- Written exercise A
Translate this sentence from the betta tank filter thread into Spanish: "A decent air-pump can work for decades with an occasional new diaphragm."

# Filters for divided betta tank



## Elry

So, as you can see from my sig, I have a divided tank for my three bettas. I only currently have the one filter that came with my tank (a 30 gallon Tetra silent power filter) and I know it's nowhere near enough to filter the whole tank.

hXcChic22 recommended these filters which I can get at my local Petco for about the listed price with an air pump.

Someone on Ultimatebettas.com recommended these which I think can only be ordered off the site. I calculated the costs for a year for three filters and it came to almost two hundred dollars. 

The point of this is thread is to ask if people have experience with either filter and/or both. Or, if neither is very good, if you have any other recommendations.

Tank specs: 
29 gal (I just round up to 30 because I like even numbers >_>;; )
Two dividers
Three bettas
Roughly ten gallons to each betta

I'm sorry if this is still really unclear or anything. I'm just super tired. T_T I had a six hour car trip (that turned to seven hours by stopping for dinner and my mom and dad talking for an hour) and travel makes me tired.


----------



## emc7

There are 2 ways to deal with divided tank. 

One powered filter that takes from one side of the tank and puts back on the other with flow-through dividers like egg-crate or poret foam. With the foam dividers, the foam itself acts a filter. But I don't see how they clean it without mixing the fish.

Or 3 separate filters, as if it was three tanks. For single fish, you don't need a lot of power. I would do 3 ATI sponge filters like this one http://www.amazon.com/Hydro-II-Sponge-Pro-Filter/dp/B0002ARE34/ref=pd_bxgy_k_text_b with a gang valve and air-pump. After a few years you need to replace the sponge when it starts to fall apart or the air-line tubing when it stiffens, but you don't have any media costs, just electricity. A decent air-pump can work for decades with an occasional new diaphragm. The more similar 'tanks' you are filtering, the more sense sponge filters make. Pick the right air-pump and run all of them off one. No electricity in the tank, no fin-sucking intakes, no hidden failures. Its either bubbling or it isn't. Squeeze it to see if it needs cleaning yet.

The drawbacks are they are ugly and the constant 'blub, blub' of the bubbles and the hum of the pump can be really annoying in a bedroom or workspace.


----------



## hXcChic22

And don't get me wrong... those ones I suggested are great in my opinion because you can place them so they only disturb the surface and not the whole tank, and you can lessen that even more with floating plants or a silk one placed in front of it. 

But they do make a lot of bubbling noise and there doesn't seem to be a way to quiet it that I've found yet. We have one of those ones emc7 suggested (the sponge) in our feeder tank and it's decently quiet, but the top sticks out of the surface so I don't know how it would be for sound if it were completely submerged. 

I can't deal with water sound while I'm trying to sleep, period, so I don't have to worry about our tanks disturbing my rest. I told my husband that's the one room I refuse to have a tank in.


----------



## emc7

You can cut the top off the upright tube or take the ring between the filter and the base out. They also make littler ones. IMO sponge filters are about the most cost efficient way to filter multiple tanks, but I don't use any in my bedroom.

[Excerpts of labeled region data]

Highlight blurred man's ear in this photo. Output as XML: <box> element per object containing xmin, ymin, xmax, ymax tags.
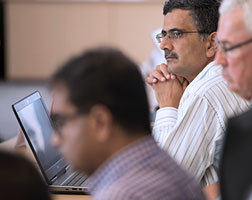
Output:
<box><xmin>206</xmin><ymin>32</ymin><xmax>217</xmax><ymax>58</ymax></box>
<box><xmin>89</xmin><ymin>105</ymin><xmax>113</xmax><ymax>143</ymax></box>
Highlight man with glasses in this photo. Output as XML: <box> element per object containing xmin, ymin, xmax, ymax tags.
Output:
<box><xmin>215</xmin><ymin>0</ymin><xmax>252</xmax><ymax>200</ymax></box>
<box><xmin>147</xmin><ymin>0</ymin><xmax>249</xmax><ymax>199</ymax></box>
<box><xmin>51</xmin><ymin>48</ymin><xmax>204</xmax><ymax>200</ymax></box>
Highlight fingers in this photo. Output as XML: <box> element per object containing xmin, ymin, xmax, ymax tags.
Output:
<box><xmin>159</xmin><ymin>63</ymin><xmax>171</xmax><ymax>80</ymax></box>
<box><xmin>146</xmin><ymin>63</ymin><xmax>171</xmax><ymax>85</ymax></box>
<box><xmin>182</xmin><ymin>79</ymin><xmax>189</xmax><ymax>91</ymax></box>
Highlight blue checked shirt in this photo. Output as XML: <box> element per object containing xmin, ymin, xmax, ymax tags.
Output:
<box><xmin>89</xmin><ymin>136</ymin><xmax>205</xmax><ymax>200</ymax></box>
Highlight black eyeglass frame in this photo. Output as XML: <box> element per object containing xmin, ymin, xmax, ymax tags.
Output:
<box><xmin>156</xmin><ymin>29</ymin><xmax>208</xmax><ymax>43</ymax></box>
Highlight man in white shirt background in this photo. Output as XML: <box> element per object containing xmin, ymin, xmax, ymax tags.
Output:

- Written exercise B
Scale the rows from the line containing "Highlight black eyeglass" through the end of the rows by multiplying every bounding-box coordinate in the outputs by 2.1 and rounding to whole numbers, with halves going up. Write out only those lines, requests included.

- Right answer A
Una bomba de aire decente puede funcionar durante décadas con un diafragma nuevo de vez en cuando.

- Right answer B
Highlight black eyeglass frame in this photo. Output as XML: <box> element per object containing xmin, ymin, xmax, ymax tags.
Output:
<box><xmin>328</xmin><ymin>61</ymin><xmax>437</xmax><ymax>90</ymax></box>
Highlight man in white shirt background in this photo. Output as XML: <box> element per object containing xmin, ymin, xmax, ymax tags.
Output:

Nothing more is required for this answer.